BRIEF: Rewrite every one of the records, swapping "place a dot" for "mark a point" and leaving everything else untouched.

Begin RECORDS FOR THIS EXERCISE

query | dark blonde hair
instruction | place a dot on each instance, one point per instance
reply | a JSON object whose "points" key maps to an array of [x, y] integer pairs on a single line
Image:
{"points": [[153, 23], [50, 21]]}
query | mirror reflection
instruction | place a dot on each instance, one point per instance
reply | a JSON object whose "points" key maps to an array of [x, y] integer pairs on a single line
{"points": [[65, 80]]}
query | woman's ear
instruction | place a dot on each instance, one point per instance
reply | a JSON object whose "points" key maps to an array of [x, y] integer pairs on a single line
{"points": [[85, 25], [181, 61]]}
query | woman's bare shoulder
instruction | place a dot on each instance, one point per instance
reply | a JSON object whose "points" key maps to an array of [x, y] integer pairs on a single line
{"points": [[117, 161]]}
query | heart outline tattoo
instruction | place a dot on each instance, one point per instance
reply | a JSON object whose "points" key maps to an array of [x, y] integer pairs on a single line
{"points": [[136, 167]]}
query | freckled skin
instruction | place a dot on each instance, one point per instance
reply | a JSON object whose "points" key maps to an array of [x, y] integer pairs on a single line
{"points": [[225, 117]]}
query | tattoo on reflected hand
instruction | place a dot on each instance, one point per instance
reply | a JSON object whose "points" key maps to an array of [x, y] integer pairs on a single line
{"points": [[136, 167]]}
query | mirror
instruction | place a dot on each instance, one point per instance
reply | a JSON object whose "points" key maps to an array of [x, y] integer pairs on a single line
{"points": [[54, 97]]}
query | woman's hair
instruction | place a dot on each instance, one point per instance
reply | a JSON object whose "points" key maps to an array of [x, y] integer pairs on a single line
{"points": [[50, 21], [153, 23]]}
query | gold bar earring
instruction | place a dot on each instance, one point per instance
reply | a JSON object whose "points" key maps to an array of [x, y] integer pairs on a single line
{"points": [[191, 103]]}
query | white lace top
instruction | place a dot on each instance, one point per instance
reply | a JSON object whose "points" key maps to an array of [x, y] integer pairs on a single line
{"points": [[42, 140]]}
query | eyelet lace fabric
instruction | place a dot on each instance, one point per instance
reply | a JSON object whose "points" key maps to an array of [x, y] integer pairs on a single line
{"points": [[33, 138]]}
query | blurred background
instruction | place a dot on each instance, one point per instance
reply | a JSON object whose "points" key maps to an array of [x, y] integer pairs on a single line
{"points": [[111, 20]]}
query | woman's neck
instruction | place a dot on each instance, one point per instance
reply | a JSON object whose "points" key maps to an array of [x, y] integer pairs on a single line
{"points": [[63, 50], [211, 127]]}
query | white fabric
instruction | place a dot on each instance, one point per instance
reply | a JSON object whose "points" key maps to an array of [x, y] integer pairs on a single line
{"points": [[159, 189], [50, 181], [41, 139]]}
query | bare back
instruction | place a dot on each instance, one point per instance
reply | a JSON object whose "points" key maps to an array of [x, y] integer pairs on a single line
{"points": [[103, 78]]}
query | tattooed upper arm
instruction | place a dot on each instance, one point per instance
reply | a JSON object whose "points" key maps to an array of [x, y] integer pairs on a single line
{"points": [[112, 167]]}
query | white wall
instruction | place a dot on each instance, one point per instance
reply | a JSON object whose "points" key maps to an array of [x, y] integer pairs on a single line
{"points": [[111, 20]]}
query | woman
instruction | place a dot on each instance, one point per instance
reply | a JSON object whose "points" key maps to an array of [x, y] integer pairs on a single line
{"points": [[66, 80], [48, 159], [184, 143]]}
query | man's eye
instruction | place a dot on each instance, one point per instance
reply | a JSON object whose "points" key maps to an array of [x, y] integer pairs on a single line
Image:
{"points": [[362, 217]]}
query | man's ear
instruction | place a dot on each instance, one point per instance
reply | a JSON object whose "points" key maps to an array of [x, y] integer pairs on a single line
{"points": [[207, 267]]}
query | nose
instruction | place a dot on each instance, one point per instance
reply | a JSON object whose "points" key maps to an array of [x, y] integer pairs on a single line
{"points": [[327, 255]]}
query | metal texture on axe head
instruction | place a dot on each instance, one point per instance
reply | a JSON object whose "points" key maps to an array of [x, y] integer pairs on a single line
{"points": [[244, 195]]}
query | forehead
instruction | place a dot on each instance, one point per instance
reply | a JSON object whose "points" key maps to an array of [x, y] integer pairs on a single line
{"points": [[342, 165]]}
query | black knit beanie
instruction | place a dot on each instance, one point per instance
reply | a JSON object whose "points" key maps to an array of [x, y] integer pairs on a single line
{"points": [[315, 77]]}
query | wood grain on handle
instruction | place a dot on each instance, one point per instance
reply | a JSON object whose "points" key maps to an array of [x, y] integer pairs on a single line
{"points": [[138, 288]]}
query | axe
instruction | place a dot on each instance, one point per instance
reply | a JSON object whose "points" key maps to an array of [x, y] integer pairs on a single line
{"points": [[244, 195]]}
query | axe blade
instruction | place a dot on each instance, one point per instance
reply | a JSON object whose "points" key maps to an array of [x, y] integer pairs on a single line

End RECORDS FOR THIS EXERCISE

RESULT:
query | dark blonde hair
instruction | mark a point on each instance, one point per instance
reply | a JSON object whose "points" key maps to an array of [x, y] integer pairs on a single line
Image:
{"points": [[153, 23], [50, 21]]}
query | mirror reflection
instruction | mark a point on each instance, one point per instance
reply | a JSON object whose "points" key maps to an array of [x, y] integer pairs on a single line
{"points": [[65, 80]]}
query | woman's ear
instruction | mark a point on each instance, one point per instance
reply | a JSON object whose "points" key maps to an array of [x, y] integer pairs on a single line
{"points": [[85, 25], [181, 61]]}
query | woman's bare shoulder
instruction | mark a point on each instance, one point per instance
reply | a JSON object whose "points" key maps to an array of [x, y] integer pairs on a single line
{"points": [[117, 161]]}
query | heart outline tattoo
instruction | mark a point on each instance, one point per instance
reply | a JSON object whose "points" key maps to an array of [x, y] integer pairs on a single line
{"points": [[136, 167]]}
query | freckled skin
instruction | mark a point on each instance, one point per instance
reply | a JSON object whose "points" key maps to an array of [x, y] integer pairs on a single line
{"points": [[225, 117]]}
query | tattoo on reflected hand
instruction | mark a point on each instance, one point per instance
reply | a JSON object whose "points" key maps to an array of [x, y] integer pairs on a single line
{"points": [[136, 167]]}
query | mirror
instruction | mark a point on each instance, one point per instance
reply | a JSON object whose "points" key maps to an array of [x, y] integer pairs on a single line
{"points": [[54, 97]]}
query | woman's hair
instruction | mark a point on each instance, one point per instance
reply | a JSON object whose "points" key maps to an array of [x, y] integer pairs on a single line
{"points": [[50, 21], [153, 23]]}
query | gold bar earring
instruction | mark a point on each instance, one point per instance
reply | a JSON object whose "points" key maps to an array of [x, y] integer pairs on a single line
{"points": [[191, 103]]}
query | white lace top
instruction | mark a point on each instance, one point per instance
reply | a JSON object whose "points" key maps to an array of [x, y] integer pairs on a single line
{"points": [[42, 140]]}
query | eyelet lace fabric
instruction | mark a point on each instance, one point per instance
reply | a JSON object whose "points" key maps to an array of [x, y] integer pairs on a single line
{"points": [[33, 138]]}
query | blurred background
instruction | mark a point on each instance, one point per instance
reply | a JSON object whose "points" key maps to an array of [x, y] integer pairs on a single line
{"points": [[111, 20]]}
query | woman's neck
instruction | mark a point on each instance, one point per instance
reply | a JSON object whose "points" key maps to an array of [x, y] integer pairs on a single line
{"points": [[63, 50], [211, 127]]}
query | white fabric
instruction | mark a point on each instance, one point per instance
reply | a JSON object whose "points" key maps to an array of [x, y] integer pairs on a single line
{"points": [[159, 189], [50, 181], [41, 139]]}
query | bare back
instruction | mark a point on each instance, one point per instance
reply | a JSON object whose "points" key maps to an array of [x, y] integer pairs on a single line
{"points": [[103, 78]]}
query | tattooed upper arm
instruction | mark a point on each instance, one point per instance
reply | a JSON object whose "points" key maps to an array of [x, y] integer pairs on a single line
{"points": [[112, 167]]}
query | white wall
instruction | mark a point on each instance, one point per instance
reply | a JSON object whose "points" key maps to an array of [x, y] integer pairs on a single line
{"points": [[111, 20]]}
query | woman
instruction | mark a point on each instance, one point per instance
reply | a JSON object whose "points" key maps to an array of [x, y] integer pairs on a single line
{"points": [[66, 80], [48, 159], [184, 143]]}
query | man's eye
instruction | mark a point on each instance, one point per instance
reply | a JSON object whose "points" key maps to an array of [x, y] integer pairs on a single line
Image:
{"points": [[362, 217]]}
query | man's ear
instruction | mark a point on each instance, one point per instance
reply | a JSON object whose "points" key maps to an array of [x, y] integer pairs on a single line
{"points": [[207, 267]]}
query | nose
instruction | mark a point on each instance, one point per instance
reply | a JSON object whose "points" key maps to an array of [x, y] integer pairs on a single line
{"points": [[327, 255]]}
query | metal texture on axe head
instruction | mark a point on each instance, one point per instance
reply | a JSON object whose "points" key maps to an array of [x, y] integer pairs on a single line
{"points": [[244, 195]]}
query | forehead
instruction | mark a point on each instance, one point per instance
reply | a JSON object whose "points" key maps to an array of [x, y] integer pairs on a single line
{"points": [[342, 165]]}
query | black knit beanie
instruction | mark a point on each instance, one point per instance
reply | a JSON object whose "points" key maps to an array of [x, y] integer pairs on a single line
{"points": [[315, 77]]}
query | wood grain on handle
instruction | mark a point on each instance, one point per instance
reply | a JSON object whose "points" key maps to an array of [x, y] integer pairs on a single line
{"points": [[138, 288]]}
query | axe
instruction | mark a point on each instance, one point per instance
reply | a JSON object whose "points" key maps to an array of [x, y] integer pairs on a single line
{"points": [[244, 195]]}
query | axe blade
instruction | mark a point on each instance, one point per instance
reply | a JSON object whose "points" key maps to an array of [x, y] integer pairs on a single line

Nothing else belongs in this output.